** Opening Records provided block **
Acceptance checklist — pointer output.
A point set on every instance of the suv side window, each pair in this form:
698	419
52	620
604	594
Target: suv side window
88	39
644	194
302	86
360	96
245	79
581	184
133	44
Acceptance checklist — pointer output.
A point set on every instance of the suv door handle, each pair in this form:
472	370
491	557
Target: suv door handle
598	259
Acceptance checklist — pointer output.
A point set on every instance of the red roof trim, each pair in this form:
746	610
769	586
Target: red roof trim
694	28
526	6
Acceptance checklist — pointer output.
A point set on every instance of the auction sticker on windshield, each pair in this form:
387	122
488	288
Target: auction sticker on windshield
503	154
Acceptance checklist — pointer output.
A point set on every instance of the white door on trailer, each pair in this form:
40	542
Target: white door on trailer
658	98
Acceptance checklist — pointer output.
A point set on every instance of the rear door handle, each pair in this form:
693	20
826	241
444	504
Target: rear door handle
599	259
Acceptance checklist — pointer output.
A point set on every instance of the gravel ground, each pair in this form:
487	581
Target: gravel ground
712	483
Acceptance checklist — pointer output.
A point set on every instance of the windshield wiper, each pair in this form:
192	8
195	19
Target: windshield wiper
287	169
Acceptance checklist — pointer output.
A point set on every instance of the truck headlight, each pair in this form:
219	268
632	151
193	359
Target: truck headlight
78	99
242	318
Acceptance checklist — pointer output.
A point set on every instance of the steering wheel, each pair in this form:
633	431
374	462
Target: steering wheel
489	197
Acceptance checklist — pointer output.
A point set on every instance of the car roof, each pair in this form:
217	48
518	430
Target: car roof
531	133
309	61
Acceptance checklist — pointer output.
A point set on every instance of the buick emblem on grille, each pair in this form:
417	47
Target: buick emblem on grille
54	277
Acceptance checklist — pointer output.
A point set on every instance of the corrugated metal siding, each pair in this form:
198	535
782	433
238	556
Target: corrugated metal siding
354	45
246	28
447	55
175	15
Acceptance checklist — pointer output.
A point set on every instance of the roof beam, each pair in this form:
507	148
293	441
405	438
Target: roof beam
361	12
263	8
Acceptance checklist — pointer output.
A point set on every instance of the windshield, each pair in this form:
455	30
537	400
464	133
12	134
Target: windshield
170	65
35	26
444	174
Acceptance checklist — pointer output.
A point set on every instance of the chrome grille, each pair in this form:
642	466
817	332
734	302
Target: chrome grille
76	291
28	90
** Closing Records provided block **
• **Task to carry out**
Copy each line above exactly as it stands.

• **Solution to this exercise**
Acceptance checklist — pointer output.
A point set on every instance of the suv side window, each pair in this form:
698	419
52	620
604	594
Target: suv side window
88	39
644	194
302	86
360	96
245	79
581	184
133	44
Acceptance checklist — pointer output.
A point set on every instance of the suv door handle, each pair in this form:
472	370
491	557
Target: suv door handle
598	259
Acceptance checklist — pointer output.
A point set on every instance of the red roof trim, each pair in this form:
746	610
769	586
Target: red roof trim
694	28
526	6
Acceptance checklist — pointer output.
A point set on every instance of the auction sticker on windshield, each pair in this form:
387	122
488	288
Target: auction sticker on windshield
503	154
Acceptance checklist — pointer output.
A point set on every instance of the white door on trailer, each pair in this form:
40	542
Target: white door on trailer
658	98
Acceptance checklist — pointer output.
A point set on every instance of the rear door handle, each pair in this form:
693	20
826	241
444	504
Target: rear door handle
599	259
Acceptance checklist — pointer output.
A point set on every instance of the gravel ground, each pair in this form:
487	581
Target: gravel ground
712	483
Acceptance checklist — pointer output.
A point set on every instance of the windshield wiper, each pair in this form:
192	8
195	19
Target: windshield wiper
287	169
Acceptance checklist — pointer output.
A point set on every instance of the truck headlight, each pair in this form:
219	268
632	151
193	359
Target: truck headlight
78	99
242	318
Acceptance checklist — pointer output.
A point set on every instance of the steering wheel, each pair in this form:
633	431
374	462
Target: steering wheel
489	197
Acceptance checklist — pointer output.
A point set on every instance of the car roof, each pair in this form:
217	48
518	430
Target: car roof
531	133
309	61
Acceptance checklist — pointer output.
A point set on every instance of the buick emblem on grille, each pair in this form:
417	47
Target: buick emblem on grille
54	277
Acceptance checklist — pointer output.
A point set on every instance of the corrugated metal siding, each pair in this form:
198	535
782	433
238	556
Target: corrugated metal siding
354	45
246	28
447	55
175	15
Acceptance checklist — pointer output.
A point set on every instance of the roof beam, each pair in this form:
507	148
293	441
405	438
Target: roof beam
361	12
263	8
Acceptance checklist — pointer output.
A point set on every instance of the windshield, each pair in this form:
455	30
537	400
464	133
12	134
Target: windshield
170	65
35	26
444	174
Acceptance checklist — pointer output.
A point set on every instance of the chrome grille, each pair in this form:
642	466
817	332
734	302
Target: chrome grille
76	291
28	90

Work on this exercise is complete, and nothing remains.